- _DIRECTIONS FOR THIS TASK_
The entries below are to be transcribed in full, without their images.

:: RECORDS TO PROCESS

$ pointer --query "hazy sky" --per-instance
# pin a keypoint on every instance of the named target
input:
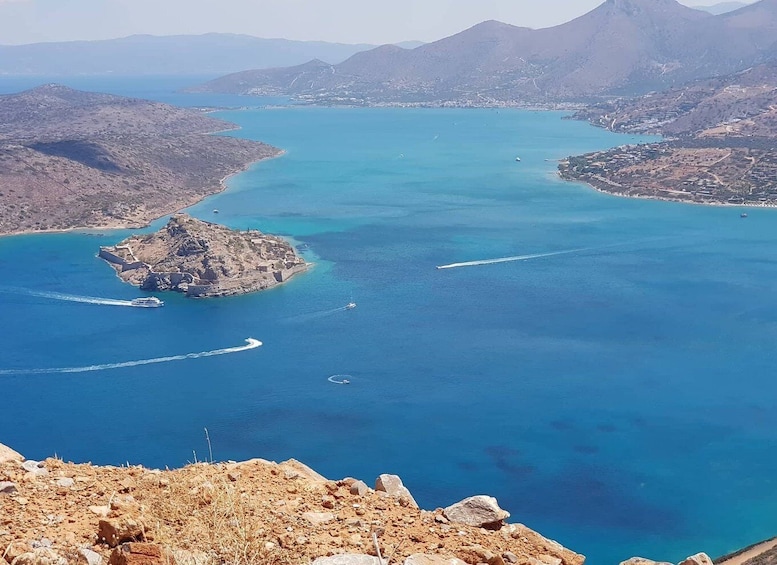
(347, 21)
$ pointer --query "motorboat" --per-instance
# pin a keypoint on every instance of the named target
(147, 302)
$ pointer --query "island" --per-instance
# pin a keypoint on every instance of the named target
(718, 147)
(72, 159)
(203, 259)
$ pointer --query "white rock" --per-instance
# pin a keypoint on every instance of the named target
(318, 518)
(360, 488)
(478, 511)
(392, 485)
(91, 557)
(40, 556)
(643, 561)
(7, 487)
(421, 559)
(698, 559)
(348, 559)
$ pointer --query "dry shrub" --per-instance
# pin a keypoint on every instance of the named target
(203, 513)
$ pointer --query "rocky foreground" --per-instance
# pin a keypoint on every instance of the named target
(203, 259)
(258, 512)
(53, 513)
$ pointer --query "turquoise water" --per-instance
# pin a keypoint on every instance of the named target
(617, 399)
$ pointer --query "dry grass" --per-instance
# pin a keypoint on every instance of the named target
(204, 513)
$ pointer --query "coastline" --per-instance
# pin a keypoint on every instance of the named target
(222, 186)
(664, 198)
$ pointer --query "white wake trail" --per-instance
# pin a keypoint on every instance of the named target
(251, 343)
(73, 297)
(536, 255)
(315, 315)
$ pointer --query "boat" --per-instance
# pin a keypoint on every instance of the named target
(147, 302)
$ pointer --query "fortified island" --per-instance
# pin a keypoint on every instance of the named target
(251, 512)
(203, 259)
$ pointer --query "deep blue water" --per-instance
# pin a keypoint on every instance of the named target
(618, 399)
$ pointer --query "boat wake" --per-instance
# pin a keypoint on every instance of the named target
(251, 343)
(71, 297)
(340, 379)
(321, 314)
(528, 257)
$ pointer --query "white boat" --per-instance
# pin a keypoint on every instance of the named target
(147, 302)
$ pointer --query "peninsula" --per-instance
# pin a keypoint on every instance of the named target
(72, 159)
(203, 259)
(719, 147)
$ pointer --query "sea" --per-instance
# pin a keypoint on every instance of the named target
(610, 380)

::::

- _FINISHED TASK_
$ pointer --query "hazy sky" --per-instance
# pin a keypoint on every instance of the named target
input:
(347, 21)
$ pointer --query "motorboat" --per-instance
# pin a keypoint on every instance of the named target
(147, 302)
$ pointer --query "island" --per-instance
# pin a keypoint on every instance of the named target
(718, 147)
(72, 159)
(203, 259)
$ pointer --query "white rock" --per-instance
# pin a keypoint on every instance of the named target
(318, 518)
(360, 488)
(478, 511)
(392, 485)
(91, 557)
(40, 556)
(643, 561)
(7, 487)
(421, 559)
(698, 559)
(348, 559)
$ pointer --query "dry shrub" --per-instance
# pin a keypoint on every instance of the named target
(203, 513)
$ pointer --query "rocky foreground" --per-instance
# pin a keypoint on every instance of the named target
(203, 259)
(258, 512)
(53, 513)
$ pointer --query "turquoise water" --per-instance
# pin a keypoint on every instance of the named target
(617, 399)
$ pointer --query "dry grass" --per-instance
# pin a keypoint on every instance of the named target
(204, 513)
$ pointer --query "coastline" --per-instance
# pin a keypoint on every instance of the named target
(222, 186)
(664, 198)
$ pointer --query "white wake trail" --per-instance
# pin a keypoint on every instance of the named target
(251, 343)
(73, 297)
(536, 255)
(315, 315)
$ pointer --query "boat" --per-instance
# pin a keypoint on every instance of the named target
(147, 302)
$ pointer --query "fortified island" --per-instance
# pin a keypoint on every instance of the named target
(251, 512)
(203, 259)
$ pointer --query "deep blue water" --per-instance
# pin a keypoint on every instance of the named target
(618, 399)
$ pointer --query "boat wake" --per-instance
# pin a keypoint on every instance of the named target
(251, 343)
(71, 297)
(340, 379)
(321, 314)
(528, 257)
$ pointer --query "white boat" --per-instance
# pin a keypoint on every instance of the named target
(147, 302)
$ pointer --query "peninsula" --per-instance
# pin a keypoint on every instance of the named target
(72, 159)
(203, 259)
(719, 147)
$ pointer --query "sea" --per-instance
# pin a keypoint on every instance of the named target
(610, 380)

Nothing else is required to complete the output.